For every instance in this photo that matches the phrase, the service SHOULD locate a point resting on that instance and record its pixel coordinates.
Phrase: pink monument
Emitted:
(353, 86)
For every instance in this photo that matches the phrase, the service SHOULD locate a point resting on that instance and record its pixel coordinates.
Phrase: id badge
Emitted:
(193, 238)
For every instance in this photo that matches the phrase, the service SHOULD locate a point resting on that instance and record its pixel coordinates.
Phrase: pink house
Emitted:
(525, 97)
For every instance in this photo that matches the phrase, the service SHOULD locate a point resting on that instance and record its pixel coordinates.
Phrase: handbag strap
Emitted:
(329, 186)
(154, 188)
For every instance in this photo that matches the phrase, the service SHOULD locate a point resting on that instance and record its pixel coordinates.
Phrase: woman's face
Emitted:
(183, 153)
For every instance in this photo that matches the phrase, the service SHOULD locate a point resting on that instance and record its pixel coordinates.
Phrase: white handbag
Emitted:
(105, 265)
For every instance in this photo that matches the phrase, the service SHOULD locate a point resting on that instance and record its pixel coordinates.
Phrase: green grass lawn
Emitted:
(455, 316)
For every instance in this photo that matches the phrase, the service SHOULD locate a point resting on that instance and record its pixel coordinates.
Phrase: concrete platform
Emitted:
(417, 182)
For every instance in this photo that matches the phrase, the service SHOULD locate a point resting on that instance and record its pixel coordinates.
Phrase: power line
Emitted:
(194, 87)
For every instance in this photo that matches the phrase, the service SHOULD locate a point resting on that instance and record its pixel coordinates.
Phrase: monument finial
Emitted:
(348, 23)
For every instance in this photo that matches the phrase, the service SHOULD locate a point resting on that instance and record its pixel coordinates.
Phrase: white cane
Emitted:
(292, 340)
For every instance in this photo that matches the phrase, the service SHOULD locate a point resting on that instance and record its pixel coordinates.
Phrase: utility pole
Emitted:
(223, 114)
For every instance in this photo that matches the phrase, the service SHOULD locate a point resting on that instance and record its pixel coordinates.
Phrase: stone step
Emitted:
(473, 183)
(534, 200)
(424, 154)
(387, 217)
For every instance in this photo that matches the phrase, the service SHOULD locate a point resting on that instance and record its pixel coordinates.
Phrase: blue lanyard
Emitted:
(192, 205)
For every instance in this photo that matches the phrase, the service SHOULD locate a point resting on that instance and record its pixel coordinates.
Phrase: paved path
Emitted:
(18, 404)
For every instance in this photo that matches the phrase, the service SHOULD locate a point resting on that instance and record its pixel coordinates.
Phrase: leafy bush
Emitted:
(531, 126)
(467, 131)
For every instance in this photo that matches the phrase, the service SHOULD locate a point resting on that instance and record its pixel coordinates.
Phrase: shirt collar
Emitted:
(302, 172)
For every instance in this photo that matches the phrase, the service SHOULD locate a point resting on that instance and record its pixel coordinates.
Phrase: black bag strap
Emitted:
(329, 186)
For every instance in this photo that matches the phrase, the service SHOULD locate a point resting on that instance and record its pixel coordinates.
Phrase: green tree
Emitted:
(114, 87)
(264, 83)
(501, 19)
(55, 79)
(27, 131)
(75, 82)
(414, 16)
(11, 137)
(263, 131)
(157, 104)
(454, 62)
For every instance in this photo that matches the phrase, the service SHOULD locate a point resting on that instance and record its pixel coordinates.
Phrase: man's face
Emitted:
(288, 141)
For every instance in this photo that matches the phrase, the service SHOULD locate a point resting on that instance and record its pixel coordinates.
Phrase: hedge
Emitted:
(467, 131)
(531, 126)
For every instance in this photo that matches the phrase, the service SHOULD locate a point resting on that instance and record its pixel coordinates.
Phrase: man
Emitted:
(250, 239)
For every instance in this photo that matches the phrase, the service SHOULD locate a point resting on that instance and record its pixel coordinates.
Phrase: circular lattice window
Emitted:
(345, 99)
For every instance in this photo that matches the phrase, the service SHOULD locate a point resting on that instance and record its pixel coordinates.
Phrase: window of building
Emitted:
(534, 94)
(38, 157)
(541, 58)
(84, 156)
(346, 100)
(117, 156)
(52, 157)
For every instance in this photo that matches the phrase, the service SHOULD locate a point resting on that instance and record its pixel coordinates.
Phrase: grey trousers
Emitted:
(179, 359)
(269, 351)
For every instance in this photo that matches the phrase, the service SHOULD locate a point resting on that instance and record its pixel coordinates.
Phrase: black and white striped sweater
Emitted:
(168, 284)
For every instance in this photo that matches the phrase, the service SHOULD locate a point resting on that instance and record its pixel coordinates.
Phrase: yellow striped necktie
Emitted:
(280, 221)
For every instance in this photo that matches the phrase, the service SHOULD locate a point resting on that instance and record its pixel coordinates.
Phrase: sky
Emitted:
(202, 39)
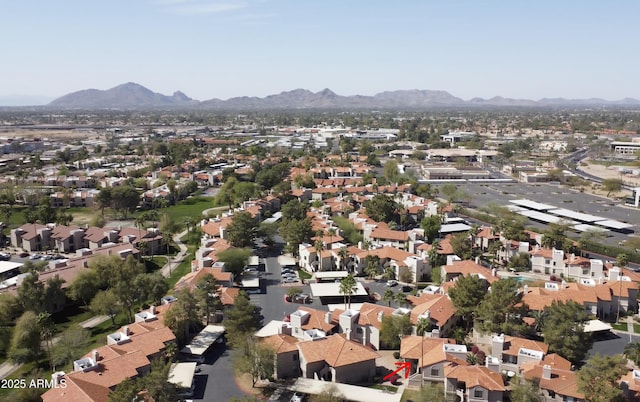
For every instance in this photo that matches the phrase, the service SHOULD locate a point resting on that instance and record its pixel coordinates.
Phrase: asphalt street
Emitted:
(215, 381)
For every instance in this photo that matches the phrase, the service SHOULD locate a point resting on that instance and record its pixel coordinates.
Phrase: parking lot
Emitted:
(501, 193)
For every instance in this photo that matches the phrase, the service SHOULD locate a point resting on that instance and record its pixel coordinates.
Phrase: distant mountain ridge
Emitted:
(135, 96)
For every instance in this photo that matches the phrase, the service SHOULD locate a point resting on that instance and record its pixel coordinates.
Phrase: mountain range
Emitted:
(135, 96)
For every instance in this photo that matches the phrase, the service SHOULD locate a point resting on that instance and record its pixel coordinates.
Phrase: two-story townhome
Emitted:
(364, 325)
(474, 384)
(557, 382)
(512, 352)
(335, 358)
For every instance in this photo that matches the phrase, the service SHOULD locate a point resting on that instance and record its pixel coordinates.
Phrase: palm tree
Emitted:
(621, 260)
(632, 352)
(388, 296)
(423, 326)
(343, 253)
(348, 286)
(373, 263)
(400, 299)
(539, 316)
(189, 223)
(318, 246)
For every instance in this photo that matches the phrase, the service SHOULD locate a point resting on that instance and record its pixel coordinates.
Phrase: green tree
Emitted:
(107, 303)
(599, 378)
(520, 262)
(563, 330)
(258, 362)
(26, 341)
(466, 296)
(423, 326)
(392, 327)
(382, 208)
(125, 200)
(405, 275)
(390, 171)
(387, 296)
(296, 232)
(348, 286)
(501, 310)
(431, 226)
(241, 232)
(372, 267)
(70, 344)
(84, 286)
(150, 287)
(235, 260)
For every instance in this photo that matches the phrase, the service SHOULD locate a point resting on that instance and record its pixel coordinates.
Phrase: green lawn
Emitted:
(620, 326)
(192, 207)
(304, 274)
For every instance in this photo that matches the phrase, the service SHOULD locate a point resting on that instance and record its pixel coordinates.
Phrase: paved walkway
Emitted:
(172, 263)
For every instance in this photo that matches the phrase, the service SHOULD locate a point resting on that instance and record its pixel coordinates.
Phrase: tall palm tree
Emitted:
(400, 299)
(423, 326)
(632, 352)
(348, 286)
(319, 247)
(343, 253)
(621, 261)
(388, 296)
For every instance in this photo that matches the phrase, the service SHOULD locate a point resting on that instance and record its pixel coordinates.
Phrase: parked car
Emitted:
(193, 358)
(298, 397)
(302, 298)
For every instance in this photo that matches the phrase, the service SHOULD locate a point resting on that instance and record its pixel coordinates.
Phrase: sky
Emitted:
(226, 48)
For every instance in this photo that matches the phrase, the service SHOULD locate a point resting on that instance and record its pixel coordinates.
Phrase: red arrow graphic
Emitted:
(406, 366)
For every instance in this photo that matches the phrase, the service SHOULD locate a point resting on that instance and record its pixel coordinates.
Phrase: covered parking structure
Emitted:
(330, 293)
(203, 341)
(346, 391)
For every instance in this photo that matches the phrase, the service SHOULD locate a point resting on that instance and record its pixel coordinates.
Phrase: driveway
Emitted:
(215, 381)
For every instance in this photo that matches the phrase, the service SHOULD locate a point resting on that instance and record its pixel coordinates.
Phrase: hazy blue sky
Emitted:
(225, 48)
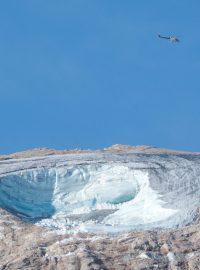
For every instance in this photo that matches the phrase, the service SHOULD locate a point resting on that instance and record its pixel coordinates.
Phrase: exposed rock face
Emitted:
(29, 246)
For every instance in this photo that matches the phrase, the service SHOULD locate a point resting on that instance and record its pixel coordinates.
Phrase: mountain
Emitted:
(121, 207)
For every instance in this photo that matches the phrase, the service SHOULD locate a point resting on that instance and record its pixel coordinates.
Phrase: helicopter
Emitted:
(172, 39)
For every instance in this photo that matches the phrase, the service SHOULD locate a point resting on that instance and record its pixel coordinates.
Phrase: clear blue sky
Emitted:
(89, 74)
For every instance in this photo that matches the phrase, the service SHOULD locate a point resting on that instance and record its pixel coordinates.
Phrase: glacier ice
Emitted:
(102, 193)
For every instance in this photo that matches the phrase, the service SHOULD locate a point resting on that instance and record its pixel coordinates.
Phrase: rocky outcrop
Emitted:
(25, 246)
(29, 246)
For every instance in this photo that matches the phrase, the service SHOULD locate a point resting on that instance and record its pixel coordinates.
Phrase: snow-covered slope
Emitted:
(102, 192)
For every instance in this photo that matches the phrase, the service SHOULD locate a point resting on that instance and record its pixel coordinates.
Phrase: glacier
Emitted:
(102, 192)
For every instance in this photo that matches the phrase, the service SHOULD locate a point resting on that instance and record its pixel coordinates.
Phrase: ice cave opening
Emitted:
(88, 197)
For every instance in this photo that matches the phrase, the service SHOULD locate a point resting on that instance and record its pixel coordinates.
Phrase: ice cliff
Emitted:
(102, 191)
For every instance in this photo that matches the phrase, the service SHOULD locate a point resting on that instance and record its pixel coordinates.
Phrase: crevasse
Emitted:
(86, 197)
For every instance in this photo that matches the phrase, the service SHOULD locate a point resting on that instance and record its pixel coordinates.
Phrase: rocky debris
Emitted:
(117, 148)
(26, 246)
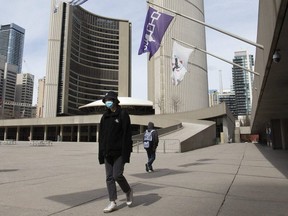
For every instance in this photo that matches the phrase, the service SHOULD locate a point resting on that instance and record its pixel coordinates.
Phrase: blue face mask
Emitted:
(109, 104)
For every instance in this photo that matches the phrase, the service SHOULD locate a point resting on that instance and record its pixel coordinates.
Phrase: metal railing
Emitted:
(164, 146)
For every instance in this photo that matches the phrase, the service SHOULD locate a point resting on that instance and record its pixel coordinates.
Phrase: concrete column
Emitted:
(89, 132)
(45, 132)
(97, 132)
(225, 135)
(78, 133)
(276, 134)
(5, 133)
(17, 133)
(31, 133)
(61, 132)
(141, 129)
(284, 133)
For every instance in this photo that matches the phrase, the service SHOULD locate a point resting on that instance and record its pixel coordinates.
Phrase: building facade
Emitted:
(24, 95)
(242, 82)
(192, 92)
(12, 44)
(8, 75)
(88, 55)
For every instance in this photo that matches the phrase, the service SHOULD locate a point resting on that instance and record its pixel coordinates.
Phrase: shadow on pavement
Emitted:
(278, 158)
(158, 173)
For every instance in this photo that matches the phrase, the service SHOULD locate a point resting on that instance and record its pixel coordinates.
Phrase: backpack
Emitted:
(147, 138)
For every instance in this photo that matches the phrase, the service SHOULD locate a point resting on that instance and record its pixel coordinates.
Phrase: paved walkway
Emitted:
(66, 179)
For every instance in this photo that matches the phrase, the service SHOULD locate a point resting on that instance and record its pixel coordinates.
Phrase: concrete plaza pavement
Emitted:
(66, 179)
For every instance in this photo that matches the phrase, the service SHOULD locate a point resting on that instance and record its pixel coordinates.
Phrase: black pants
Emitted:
(114, 173)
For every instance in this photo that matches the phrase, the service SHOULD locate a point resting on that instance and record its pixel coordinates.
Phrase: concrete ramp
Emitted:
(192, 135)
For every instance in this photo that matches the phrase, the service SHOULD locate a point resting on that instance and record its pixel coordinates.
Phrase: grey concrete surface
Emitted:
(66, 179)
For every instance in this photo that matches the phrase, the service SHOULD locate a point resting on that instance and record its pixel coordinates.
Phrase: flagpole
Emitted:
(218, 57)
(210, 26)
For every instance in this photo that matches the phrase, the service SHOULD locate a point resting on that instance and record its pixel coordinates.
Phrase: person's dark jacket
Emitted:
(115, 138)
(155, 138)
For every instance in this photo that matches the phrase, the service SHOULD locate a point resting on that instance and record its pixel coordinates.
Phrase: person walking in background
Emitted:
(115, 147)
(150, 142)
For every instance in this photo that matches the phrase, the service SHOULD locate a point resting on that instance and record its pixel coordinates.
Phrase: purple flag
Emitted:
(155, 26)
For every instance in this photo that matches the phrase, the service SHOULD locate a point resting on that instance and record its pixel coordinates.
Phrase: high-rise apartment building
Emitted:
(242, 82)
(192, 92)
(24, 95)
(88, 55)
(12, 44)
(228, 97)
(8, 74)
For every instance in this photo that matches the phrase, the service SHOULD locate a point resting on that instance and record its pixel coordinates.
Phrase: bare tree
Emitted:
(175, 103)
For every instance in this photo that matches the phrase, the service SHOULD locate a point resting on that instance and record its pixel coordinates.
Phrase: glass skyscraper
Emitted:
(12, 44)
(88, 55)
(242, 82)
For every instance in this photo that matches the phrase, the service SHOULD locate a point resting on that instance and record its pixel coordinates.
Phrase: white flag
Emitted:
(180, 57)
(70, 2)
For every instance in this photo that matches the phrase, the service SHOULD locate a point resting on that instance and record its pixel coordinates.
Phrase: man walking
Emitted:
(115, 147)
(150, 142)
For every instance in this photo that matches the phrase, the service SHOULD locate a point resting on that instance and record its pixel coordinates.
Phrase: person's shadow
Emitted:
(144, 200)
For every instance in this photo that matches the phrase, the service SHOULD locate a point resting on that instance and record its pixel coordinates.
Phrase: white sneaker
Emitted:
(129, 196)
(111, 207)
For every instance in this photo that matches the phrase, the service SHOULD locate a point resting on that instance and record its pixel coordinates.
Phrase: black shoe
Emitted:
(147, 167)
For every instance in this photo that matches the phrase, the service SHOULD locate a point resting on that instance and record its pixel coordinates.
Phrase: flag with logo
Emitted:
(180, 57)
(70, 2)
(155, 26)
§
WHAT YOU NEED TO DO
Report every line of the data above that contains the string "parking", copying each line in full. Case counts, so only matches with the same capitalization qualify.

SOLVED EXERCISE
Phrase: parking lot
Phrase: covered parking structure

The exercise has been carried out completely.